TRY IT
Go through the entries and write each one out again unchanged.

EXTRACTED DATA
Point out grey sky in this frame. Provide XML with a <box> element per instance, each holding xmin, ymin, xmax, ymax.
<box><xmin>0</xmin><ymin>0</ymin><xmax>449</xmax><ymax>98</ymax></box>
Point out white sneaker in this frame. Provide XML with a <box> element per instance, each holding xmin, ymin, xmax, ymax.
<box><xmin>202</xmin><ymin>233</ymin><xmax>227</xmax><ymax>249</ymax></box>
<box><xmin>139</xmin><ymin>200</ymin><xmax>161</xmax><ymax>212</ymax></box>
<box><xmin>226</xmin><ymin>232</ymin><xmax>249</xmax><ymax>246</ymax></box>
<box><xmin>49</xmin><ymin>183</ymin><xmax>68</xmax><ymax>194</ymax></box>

SOLUTION TO THE EXERCISE
Point out grey sky in this frame. Provide XML with a <box> element per instance, each holding xmin, ymin, xmax, ymax.
<box><xmin>0</xmin><ymin>0</ymin><xmax>449</xmax><ymax>98</ymax></box>
Point out white sneaker in this frame. Provide XML with a <box> element per instance, each holding xmin, ymin, xmax, ymax.
<box><xmin>202</xmin><ymin>233</ymin><xmax>227</xmax><ymax>249</ymax></box>
<box><xmin>139</xmin><ymin>200</ymin><xmax>161</xmax><ymax>212</ymax></box>
<box><xmin>226</xmin><ymin>232</ymin><xmax>249</xmax><ymax>246</ymax></box>
<box><xmin>49</xmin><ymin>183</ymin><xmax>68</xmax><ymax>194</ymax></box>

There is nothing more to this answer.